Excerpt provided
# Walleye Run in Maumee



## ChrisCreekWalker (Mar 20, 2009)

Does anyone know when the best fishing for the walleye run in Maumee river is? I would like to make plans to spend a few days there.

Thanks!


----------



## BigDaddy300 (Nov 1, 2004)

ChrisCreekWalker said:


> Does anyone know when the best fishing for the walleye run in Maumee river is? I would like to make plans to spend a few days there.
> 
> Thanks!


Now!!! But good luck over there. Sure sounds scary from some of the posts that i have been reading.


----------



## ChrisCreekWalker (Mar 20, 2009)

Is it shoulder to shoulder?


----------



## fishingfoolBG (Oct 30, 2007)

Yes when the fishing is good it will look like this.


----------



## bigdamram (Apr 15, 2009)

wow thought the river i fish in ceasers creek for the white bass got crowded. thats crazy!


----------



## ChrisCreekWalker (Mar 20, 2009)

Good pic fishingfool, thanks!


----------



## kevsworld (Nov 30, 2007)

I was there on 4/25, we were at Bluegrass, on the island. The fish were hitting well, many limits caught, from what I seen. Not me, I had one 1, and snagged all the others, but at least it was not a skunk. My buddy made his limit with 4 nice size fish, he must have snagged another 8-9 more. Many sheep head, and 1 white bass. The river was at 581 ft above - and the crossing was horrible. Heading back up on 5/1.


----------

Directive 1
Can you render the records, starting at the beginning of the records and going through the line that contains "column 404, row 192", as a JSON list of strings with one string per line? Skip blank lines and leave out the pictures.

Given data
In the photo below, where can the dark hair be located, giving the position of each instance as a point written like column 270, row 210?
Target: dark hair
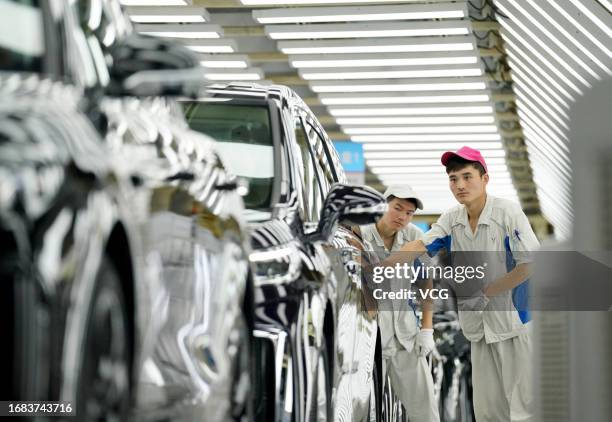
column 411, row 200
column 456, row 163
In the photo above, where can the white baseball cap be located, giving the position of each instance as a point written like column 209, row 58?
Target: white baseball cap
column 404, row 192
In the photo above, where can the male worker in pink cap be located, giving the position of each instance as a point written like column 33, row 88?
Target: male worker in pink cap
column 495, row 319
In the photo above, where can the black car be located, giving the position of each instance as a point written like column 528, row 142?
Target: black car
column 318, row 353
column 124, row 259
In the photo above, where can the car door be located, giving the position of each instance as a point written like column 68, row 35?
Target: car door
column 357, row 333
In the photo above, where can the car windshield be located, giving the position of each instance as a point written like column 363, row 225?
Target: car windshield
column 22, row 42
column 244, row 144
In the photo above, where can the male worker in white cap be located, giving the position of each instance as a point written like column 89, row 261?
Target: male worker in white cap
column 405, row 344
column 495, row 319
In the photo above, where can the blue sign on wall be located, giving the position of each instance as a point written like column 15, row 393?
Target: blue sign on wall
column 351, row 156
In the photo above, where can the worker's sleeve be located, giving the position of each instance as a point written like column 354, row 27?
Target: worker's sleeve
column 439, row 236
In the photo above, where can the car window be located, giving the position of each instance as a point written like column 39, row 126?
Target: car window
column 22, row 39
column 244, row 143
column 326, row 178
column 312, row 193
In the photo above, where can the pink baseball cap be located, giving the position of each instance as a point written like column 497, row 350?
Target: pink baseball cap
column 466, row 153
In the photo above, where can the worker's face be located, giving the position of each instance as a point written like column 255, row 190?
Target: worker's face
column 467, row 184
column 399, row 214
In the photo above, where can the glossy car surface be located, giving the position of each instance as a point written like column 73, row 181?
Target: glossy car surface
column 316, row 341
column 124, row 259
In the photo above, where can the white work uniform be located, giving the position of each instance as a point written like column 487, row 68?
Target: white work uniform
column 409, row 373
column 501, row 349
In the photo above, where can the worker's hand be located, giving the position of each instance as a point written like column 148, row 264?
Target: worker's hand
column 424, row 343
column 476, row 303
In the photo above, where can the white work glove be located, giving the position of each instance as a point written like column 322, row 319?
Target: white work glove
column 424, row 343
column 476, row 303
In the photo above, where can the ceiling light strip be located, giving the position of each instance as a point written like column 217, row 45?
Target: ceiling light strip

Directive 2
Answer these questions about the walleye run thread:
(a) When does BigDaddy300 say the best fishing for the walleye run is?
(b) What does bigdamram fish for in ceasers creek?
(c) How many fish did kevsworld's buddy keep to make his limit?

Exercise response 1
[
  "In the photo below, where can the dark hair be located, giving the position of each instance as a point written like column 270, row 210?",
  "Target: dark hair",
  "column 411, row 200",
  "column 456, row 163",
  "In the photo above, where can the white baseball cap be located, giving the position of each instance as a point written like column 209, row 58?",
  "Target: white baseball cap",
  "column 404, row 192"
]

Exercise response 2
(a) Now.
(b) White bass.
(c) 4 nice size fish.